▸ Exercise details
Format the listing, from its first line through the line containing "point(982, 529)", as a JSON list of strings with one string per line and blank lines left out.
-*-
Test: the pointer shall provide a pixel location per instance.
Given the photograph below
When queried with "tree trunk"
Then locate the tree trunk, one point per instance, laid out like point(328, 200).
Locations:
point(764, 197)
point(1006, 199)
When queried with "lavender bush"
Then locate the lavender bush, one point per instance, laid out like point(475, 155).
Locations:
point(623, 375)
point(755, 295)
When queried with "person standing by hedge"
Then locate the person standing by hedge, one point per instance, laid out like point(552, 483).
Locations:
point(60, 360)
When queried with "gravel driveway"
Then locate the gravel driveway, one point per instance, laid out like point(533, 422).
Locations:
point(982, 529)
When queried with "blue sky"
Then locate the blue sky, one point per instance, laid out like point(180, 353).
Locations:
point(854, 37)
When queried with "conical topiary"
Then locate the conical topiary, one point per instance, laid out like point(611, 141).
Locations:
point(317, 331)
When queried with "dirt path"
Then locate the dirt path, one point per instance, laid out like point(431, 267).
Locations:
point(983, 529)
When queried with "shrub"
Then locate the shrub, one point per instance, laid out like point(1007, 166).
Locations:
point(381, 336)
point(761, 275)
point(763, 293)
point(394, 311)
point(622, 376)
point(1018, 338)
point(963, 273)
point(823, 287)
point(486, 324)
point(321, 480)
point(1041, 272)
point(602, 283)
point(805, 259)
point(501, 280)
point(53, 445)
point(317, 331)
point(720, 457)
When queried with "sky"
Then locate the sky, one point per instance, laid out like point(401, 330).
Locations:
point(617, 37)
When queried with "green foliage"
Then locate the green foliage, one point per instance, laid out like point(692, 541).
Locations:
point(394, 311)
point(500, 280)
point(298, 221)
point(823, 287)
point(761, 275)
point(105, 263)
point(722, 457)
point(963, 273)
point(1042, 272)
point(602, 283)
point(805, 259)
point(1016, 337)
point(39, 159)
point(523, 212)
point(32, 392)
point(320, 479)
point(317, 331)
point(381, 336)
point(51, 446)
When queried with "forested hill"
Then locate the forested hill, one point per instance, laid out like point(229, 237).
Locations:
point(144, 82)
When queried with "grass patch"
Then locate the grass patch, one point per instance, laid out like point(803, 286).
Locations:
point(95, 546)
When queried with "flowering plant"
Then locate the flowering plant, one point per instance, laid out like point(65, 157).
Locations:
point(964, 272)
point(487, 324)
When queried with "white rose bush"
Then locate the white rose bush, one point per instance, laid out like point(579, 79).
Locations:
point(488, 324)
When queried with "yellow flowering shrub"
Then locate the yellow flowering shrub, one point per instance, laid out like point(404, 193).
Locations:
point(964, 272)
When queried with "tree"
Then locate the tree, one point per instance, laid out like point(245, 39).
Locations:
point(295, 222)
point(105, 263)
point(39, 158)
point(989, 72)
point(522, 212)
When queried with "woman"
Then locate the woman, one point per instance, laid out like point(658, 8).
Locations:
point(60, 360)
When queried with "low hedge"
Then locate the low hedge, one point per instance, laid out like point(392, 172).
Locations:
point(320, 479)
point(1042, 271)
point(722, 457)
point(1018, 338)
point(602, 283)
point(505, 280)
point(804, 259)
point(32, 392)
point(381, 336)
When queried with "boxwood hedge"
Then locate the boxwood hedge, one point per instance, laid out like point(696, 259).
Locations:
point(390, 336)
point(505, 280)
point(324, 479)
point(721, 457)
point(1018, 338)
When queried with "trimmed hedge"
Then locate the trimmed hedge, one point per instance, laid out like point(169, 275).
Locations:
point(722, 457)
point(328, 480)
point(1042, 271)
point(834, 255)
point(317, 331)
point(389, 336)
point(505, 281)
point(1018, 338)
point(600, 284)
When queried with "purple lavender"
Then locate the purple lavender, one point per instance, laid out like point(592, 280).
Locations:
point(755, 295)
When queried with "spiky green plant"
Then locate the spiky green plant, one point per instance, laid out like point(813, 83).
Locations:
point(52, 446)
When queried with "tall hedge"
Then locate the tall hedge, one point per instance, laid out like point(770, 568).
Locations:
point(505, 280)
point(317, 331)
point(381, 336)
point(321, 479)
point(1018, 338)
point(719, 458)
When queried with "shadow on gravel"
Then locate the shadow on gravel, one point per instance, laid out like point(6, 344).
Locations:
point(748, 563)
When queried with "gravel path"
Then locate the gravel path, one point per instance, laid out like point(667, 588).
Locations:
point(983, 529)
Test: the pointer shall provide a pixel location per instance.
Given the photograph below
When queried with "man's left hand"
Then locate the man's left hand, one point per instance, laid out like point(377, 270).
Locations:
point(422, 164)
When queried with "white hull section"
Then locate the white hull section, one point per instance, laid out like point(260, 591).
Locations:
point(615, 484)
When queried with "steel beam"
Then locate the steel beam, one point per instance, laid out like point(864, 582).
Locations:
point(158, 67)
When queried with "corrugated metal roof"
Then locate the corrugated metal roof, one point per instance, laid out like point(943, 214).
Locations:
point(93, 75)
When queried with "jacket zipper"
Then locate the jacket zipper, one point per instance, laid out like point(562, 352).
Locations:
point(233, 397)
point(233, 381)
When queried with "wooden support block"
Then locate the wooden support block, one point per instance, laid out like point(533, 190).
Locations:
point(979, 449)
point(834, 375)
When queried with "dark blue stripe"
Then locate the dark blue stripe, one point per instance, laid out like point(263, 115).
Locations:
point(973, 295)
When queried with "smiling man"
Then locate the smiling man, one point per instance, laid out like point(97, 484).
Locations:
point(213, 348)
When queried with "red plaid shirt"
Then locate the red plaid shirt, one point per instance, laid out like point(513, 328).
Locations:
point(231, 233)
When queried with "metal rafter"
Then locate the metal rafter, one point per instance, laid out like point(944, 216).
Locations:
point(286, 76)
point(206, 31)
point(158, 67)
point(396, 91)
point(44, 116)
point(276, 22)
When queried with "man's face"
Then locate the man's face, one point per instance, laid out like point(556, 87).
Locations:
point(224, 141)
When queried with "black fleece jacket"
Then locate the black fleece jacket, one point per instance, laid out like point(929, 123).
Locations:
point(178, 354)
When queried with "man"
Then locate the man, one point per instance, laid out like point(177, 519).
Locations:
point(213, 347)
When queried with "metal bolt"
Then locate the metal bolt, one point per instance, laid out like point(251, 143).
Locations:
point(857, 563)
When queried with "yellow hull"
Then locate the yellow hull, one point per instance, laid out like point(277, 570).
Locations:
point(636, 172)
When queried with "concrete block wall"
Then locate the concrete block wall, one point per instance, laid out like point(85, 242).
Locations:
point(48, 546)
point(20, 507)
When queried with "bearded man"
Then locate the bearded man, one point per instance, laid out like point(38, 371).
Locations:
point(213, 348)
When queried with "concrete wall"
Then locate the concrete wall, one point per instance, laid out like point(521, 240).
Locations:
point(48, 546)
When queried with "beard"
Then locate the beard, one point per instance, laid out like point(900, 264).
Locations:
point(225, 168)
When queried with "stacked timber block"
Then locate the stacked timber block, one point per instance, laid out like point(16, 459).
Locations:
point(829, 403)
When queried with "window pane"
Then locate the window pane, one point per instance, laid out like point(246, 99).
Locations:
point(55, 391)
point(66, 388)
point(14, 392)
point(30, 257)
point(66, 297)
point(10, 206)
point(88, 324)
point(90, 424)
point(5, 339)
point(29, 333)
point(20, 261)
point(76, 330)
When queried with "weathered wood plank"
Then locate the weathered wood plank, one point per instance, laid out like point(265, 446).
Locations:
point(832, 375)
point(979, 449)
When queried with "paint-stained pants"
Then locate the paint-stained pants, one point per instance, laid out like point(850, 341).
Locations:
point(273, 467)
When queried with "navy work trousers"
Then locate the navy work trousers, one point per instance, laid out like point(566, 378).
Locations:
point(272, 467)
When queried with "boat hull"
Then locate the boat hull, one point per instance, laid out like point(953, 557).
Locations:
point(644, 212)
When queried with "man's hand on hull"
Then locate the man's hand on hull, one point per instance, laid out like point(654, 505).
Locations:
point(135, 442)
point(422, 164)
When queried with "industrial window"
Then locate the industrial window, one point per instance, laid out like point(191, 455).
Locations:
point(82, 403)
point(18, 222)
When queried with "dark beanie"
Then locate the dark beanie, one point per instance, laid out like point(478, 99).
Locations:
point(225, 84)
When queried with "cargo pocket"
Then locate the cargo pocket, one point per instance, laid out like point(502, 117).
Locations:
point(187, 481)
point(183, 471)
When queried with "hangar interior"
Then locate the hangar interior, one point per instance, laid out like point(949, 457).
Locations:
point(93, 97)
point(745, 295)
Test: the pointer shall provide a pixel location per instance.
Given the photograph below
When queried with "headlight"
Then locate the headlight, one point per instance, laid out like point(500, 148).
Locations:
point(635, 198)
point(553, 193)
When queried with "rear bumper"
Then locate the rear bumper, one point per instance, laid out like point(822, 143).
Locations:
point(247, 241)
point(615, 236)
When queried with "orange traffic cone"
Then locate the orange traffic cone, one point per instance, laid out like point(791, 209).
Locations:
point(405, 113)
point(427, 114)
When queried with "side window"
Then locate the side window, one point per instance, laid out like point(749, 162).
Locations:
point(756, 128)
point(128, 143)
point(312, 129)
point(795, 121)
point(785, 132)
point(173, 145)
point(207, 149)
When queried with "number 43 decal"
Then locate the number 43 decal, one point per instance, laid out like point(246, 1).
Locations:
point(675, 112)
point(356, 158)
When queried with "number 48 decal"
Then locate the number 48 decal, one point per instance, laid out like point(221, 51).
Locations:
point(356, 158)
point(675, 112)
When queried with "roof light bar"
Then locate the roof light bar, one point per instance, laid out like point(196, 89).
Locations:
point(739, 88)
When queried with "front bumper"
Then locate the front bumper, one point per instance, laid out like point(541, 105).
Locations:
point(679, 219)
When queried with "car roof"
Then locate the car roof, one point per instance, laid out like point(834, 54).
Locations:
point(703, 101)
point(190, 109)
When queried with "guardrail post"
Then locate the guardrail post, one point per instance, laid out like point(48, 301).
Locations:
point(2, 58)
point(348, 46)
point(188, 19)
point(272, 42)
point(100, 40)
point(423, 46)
-*-
▸ Written solution
[
  "Test: the pointer shall provide a pixel location per instance.",
  "Given the photograph below",
  "When queried with \"tree trunk\"",
  "Then locate the tree trunk, one point per instance, laid out like point(328, 200).",
  "Locations:",
  "point(764, 197)",
  "point(1006, 199)",
  "When queried with \"lavender bush\"",
  "Then locate the lavender bush, one point per instance, laid out like point(475, 155).",
  "Locations:",
  "point(623, 375)",
  "point(755, 295)",
  "When queried with \"person standing by hedge\"",
  "Then locate the person standing by hedge, one point per instance, laid out like point(552, 483).",
  "Locations:",
  "point(60, 360)",
  "When queried with \"gravel driveway\"",
  "Then locate the gravel driveway, one point per instance, laid out like point(533, 422).",
  "Locations:",
  "point(982, 529)"
]